## Extracted text
● ● ● ● ●
Keynote Speakers
The IDEAL Conference welcomes a number of nationally recognized speakers. Among them:
The IDEAL Conference welcomes a number of nationally recognized speakers. Among them:
Saturday, April 6, 2024
Kimberlé Crenshaw, Civil Rights Activist & Feminist
Crenshaw is popularly known for her development of “intersectionality,” “Critical Race Theory,” and the #SayHerName campaign, and is a leading authority on civil rights; Black feminist legal theory; and race, racism, and the law. She is the most cited woman legal scholar in the history of the law and was named one of the ten most important thinkers in the world by Prospect magazine in 2019. In addition, Crenshaw writes a column for The New Republic and is a frequent contributor on MSNBC and NPR.
Crenshaw is the co-founder and executive director of the African American Policy Forum, a gender and racial justice legal think tank, the founder and executive director of the Center for Intersectionality and Social Policy Studies at Columbia Law School. She also serves as the Promise Institute Professor at the UCLA Law School and the Isidor and Seville Sulzbacher Professor of Law at Columbia Law School. She hosts the popular podcast Intersectionality Matters!, and since March 2020, has moderated the widely impactful webinar series Under The Blacklight: The Intersectional Vulnerabilities that the Twin Pandemics Lay Bare, which over five months has convened almost 20 times to discuss the lethal intersection of pre-existing inequalities, opportunistic disease, and police violence. The series is a snapshot of a uniquely disruptive moment in American history.
Based on interviews with the mothers of Black women slain by police, she has co-authored a play entitled “Say Her Name: The Lives that Should Have Been.” The plot entangles the stories of six women, victims of police violence and their mothers, to weave a tapestry of intergenerational loss, grief, resistance, and rebirth.
Crenshaw is a leading voice in calling for a gender-inclusive approach to racial justice interventions, and alongside the #SayHerName campaign, has spearheaded the “Why We Can’t Wait” campaign and co-authored Black Girls Matter: Pushed Out, Overpoliced and Underprotected and Say Her Name: Resisting Police Brutality Against Black Women.
● ● ● ● ●
## Required action 1
Answer these from the keynote speakers page:
(a) Which magazine named Crenshaw one of the ten most important thinkers in the world in 2019?
(b) What is the name of the podcast she hosts?
(c) How many women's stories does her play bring together?
## Required action 2
Reproduce the keynote speakers page between "Based on interviews" and "resistance, and rebirth.", inclusive.

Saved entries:
● ● ● ● ●
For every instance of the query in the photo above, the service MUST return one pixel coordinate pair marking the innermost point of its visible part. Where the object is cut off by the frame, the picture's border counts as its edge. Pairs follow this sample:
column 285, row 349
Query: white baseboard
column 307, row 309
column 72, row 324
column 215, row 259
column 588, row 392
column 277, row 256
● ● ● ● ●
## Solution 1
(a) Prospect
(b) Intersectionality Matters!
(c) Six

## Solution 2
Based on interviews with the mothers of Black women slain by police, she has co-authored a play entitled “Say Her Name: The Lives that Should Have Been.” The plot entangles the stories of six women, victims of police violence and their mothers, to weave a tapestry of intergenerational loss, grief, resistance, and rebirth.